> **Directions for this task**: Present the following data again exactly as it is shown.

[Source data]
═══
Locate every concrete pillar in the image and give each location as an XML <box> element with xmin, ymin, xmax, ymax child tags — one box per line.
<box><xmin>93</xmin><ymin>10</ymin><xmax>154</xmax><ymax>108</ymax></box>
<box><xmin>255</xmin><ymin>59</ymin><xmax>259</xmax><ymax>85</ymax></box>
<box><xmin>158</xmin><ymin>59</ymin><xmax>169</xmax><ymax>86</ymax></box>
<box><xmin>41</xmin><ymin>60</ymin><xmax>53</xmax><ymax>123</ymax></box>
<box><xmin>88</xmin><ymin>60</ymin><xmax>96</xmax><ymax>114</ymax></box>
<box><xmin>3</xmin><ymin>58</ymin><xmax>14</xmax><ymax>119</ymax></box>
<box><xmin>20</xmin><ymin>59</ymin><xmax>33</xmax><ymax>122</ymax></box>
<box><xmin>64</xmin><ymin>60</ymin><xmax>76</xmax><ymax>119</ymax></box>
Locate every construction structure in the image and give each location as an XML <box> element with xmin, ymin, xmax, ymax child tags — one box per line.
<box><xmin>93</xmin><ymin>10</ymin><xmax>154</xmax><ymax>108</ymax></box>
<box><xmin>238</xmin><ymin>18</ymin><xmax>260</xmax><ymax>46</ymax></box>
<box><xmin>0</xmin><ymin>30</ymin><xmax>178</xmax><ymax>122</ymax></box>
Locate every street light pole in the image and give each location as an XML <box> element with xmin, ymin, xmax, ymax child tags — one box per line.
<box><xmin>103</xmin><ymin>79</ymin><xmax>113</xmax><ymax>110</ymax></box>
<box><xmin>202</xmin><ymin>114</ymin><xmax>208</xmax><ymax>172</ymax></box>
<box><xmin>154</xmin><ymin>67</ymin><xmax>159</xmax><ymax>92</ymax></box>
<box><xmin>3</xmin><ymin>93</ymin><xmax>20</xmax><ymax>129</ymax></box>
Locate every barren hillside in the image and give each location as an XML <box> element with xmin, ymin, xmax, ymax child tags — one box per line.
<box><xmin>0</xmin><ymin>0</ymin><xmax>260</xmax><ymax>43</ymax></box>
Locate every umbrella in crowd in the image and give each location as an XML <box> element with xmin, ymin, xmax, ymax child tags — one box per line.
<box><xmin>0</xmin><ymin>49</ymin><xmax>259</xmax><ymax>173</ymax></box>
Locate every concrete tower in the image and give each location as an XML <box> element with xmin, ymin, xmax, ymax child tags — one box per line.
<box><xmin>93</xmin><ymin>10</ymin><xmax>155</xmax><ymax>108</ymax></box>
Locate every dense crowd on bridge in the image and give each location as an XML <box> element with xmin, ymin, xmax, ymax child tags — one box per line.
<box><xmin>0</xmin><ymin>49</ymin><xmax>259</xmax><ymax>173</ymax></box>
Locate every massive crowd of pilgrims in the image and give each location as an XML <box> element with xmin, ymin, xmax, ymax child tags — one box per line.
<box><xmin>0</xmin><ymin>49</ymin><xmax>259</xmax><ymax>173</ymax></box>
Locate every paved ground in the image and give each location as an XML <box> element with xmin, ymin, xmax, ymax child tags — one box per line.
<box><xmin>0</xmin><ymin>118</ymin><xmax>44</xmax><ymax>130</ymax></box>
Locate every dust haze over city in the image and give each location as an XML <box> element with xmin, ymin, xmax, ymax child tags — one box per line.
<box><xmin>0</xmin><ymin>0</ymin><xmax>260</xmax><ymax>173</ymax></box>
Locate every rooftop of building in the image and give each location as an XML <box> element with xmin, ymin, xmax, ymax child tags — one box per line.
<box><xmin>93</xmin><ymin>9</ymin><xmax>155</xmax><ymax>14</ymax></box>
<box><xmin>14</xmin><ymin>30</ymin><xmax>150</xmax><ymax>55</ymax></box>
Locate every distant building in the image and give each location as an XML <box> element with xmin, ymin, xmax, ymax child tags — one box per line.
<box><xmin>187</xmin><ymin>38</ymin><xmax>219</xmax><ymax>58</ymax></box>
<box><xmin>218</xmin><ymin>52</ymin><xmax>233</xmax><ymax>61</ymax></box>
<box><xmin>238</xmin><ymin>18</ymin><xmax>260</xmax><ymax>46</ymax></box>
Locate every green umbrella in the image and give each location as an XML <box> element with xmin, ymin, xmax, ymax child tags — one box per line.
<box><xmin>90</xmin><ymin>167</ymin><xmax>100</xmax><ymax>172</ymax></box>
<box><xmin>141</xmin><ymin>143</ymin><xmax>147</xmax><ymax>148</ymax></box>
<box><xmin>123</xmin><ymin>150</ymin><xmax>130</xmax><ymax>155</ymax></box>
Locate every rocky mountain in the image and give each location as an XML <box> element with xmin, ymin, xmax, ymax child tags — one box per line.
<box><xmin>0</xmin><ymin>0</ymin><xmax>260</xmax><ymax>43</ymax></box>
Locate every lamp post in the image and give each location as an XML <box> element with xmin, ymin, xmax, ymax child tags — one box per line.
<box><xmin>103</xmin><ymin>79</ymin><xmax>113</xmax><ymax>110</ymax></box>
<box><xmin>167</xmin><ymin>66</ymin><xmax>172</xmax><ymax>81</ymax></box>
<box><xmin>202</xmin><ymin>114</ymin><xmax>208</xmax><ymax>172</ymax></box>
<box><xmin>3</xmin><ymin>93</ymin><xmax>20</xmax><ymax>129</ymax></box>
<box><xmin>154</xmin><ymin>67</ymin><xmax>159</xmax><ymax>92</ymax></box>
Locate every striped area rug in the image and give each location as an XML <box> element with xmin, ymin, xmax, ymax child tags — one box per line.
═══
> **Task response**:
Locate every concrete pillar in the image and give each location as an XML <box> element with xmin, ymin, xmax, ymax child tags — one box per line.
<box><xmin>93</xmin><ymin>10</ymin><xmax>154</xmax><ymax>108</ymax></box>
<box><xmin>255</xmin><ymin>59</ymin><xmax>259</xmax><ymax>85</ymax></box>
<box><xmin>158</xmin><ymin>59</ymin><xmax>169</xmax><ymax>86</ymax></box>
<box><xmin>41</xmin><ymin>60</ymin><xmax>53</xmax><ymax>123</ymax></box>
<box><xmin>88</xmin><ymin>60</ymin><xmax>96</xmax><ymax>114</ymax></box>
<box><xmin>3</xmin><ymin>58</ymin><xmax>14</xmax><ymax>119</ymax></box>
<box><xmin>20</xmin><ymin>59</ymin><xmax>33</xmax><ymax>122</ymax></box>
<box><xmin>64</xmin><ymin>60</ymin><xmax>76</xmax><ymax>119</ymax></box>
Locate every construction structure in the image and give each location as an XML <box> element with xmin, ymin, xmax, ymax child tags — one box per line.
<box><xmin>93</xmin><ymin>10</ymin><xmax>154</xmax><ymax>108</ymax></box>
<box><xmin>238</xmin><ymin>18</ymin><xmax>260</xmax><ymax>46</ymax></box>
<box><xmin>0</xmin><ymin>30</ymin><xmax>178</xmax><ymax>122</ymax></box>
Locate every street light pole in the image and give each location as an XML <box> element with xmin, ymin, xmax, ymax child tags — one box per line.
<box><xmin>103</xmin><ymin>79</ymin><xmax>113</xmax><ymax>110</ymax></box>
<box><xmin>202</xmin><ymin>114</ymin><xmax>208</xmax><ymax>172</ymax></box>
<box><xmin>154</xmin><ymin>67</ymin><xmax>159</xmax><ymax>92</ymax></box>
<box><xmin>3</xmin><ymin>93</ymin><xmax>20</xmax><ymax>129</ymax></box>
Locate every barren hillside in the image and give each location as an XML <box> element with xmin, ymin, xmax, ymax child tags — one box per line.
<box><xmin>0</xmin><ymin>0</ymin><xmax>260</xmax><ymax>43</ymax></box>
Locate every umbrella in crowd in the image and give each location as an XML <box> element with xmin, ymin, xmax, ymax child tags — one box per line.
<box><xmin>0</xmin><ymin>49</ymin><xmax>259</xmax><ymax>173</ymax></box>
Locate every concrete tower in the image and give each location as an XML <box> element with xmin, ymin, xmax, ymax child tags — one box per line.
<box><xmin>93</xmin><ymin>10</ymin><xmax>155</xmax><ymax>108</ymax></box>
Locate every dense crowd on bridge in the image and give each location as an XML <box> element with xmin, ymin, xmax, ymax child tags — one box per line.
<box><xmin>0</xmin><ymin>49</ymin><xmax>259</xmax><ymax>173</ymax></box>
Locate every massive crowd of pilgrims in the image and give each location as an XML <box> element with xmin, ymin, xmax, ymax child tags — one box per line.
<box><xmin>0</xmin><ymin>49</ymin><xmax>259</xmax><ymax>173</ymax></box>
Locate every paved ground in the image and give each location as an XML <box> element with xmin, ymin, xmax, ymax child tags — one box per line.
<box><xmin>0</xmin><ymin>118</ymin><xmax>44</xmax><ymax>130</ymax></box>
Locate every dust haze over city in the image and give each location as an XML <box> element with xmin, ymin, xmax, ymax child tags — one box per line.
<box><xmin>0</xmin><ymin>0</ymin><xmax>260</xmax><ymax>173</ymax></box>
Locate every rooftop of building in the image and give each location as an XML <box> element with xmin, ymin, xmax, ymax child tags — one box per line.
<box><xmin>93</xmin><ymin>9</ymin><xmax>155</xmax><ymax>14</ymax></box>
<box><xmin>14</xmin><ymin>30</ymin><xmax>150</xmax><ymax>55</ymax></box>
Locate every distant building in the image and give each location as an XML <box> element with xmin, ymin, xmax, ymax child tags — one box per line.
<box><xmin>187</xmin><ymin>38</ymin><xmax>219</xmax><ymax>58</ymax></box>
<box><xmin>218</xmin><ymin>52</ymin><xmax>233</xmax><ymax>61</ymax></box>
<box><xmin>238</xmin><ymin>18</ymin><xmax>260</xmax><ymax>46</ymax></box>
Locate every green umbrella in the image and give each location as an XML <box> element with xmin, ymin, xmax, ymax child tags — one box per line.
<box><xmin>90</xmin><ymin>167</ymin><xmax>100</xmax><ymax>172</ymax></box>
<box><xmin>141</xmin><ymin>143</ymin><xmax>147</xmax><ymax>148</ymax></box>
<box><xmin>123</xmin><ymin>150</ymin><xmax>130</xmax><ymax>155</ymax></box>
Locate every rocky mountain in the image and give each location as an XML <box> element with xmin, ymin, xmax, ymax child tags — one box per line.
<box><xmin>0</xmin><ymin>0</ymin><xmax>260</xmax><ymax>43</ymax></box>
Locate every lamp post in the image and give each location as an XML <box> element with xmin, ymin, xmax, ymax child tags — one box per line.
<box><xmin>103</xmin><ymin>79</ymin><xmax>113</xmax><ymax>110</ymax></box>
<box><xmin>167</xmin><ymin>66</ymin><xmax>172</xmax><ymax>81</ymax></box>
<box><xmin>202</xmin><ymin>114</ymin><xmax>208</xmax><ymax>172</ymax></box>
<box><xmin>3</xmin><ymin>93</ymin><xmax>20</xmax><ymax>129</ymax></box>
<box><xmin>154</xmin><ymin>67</ymin><xmax>159</xmax><ymax>92</ymax></box>
Locate every striped area rug in the image and give each location as an XML <box> element with xmin, ymin, xmax, ymax child tags — one box per line.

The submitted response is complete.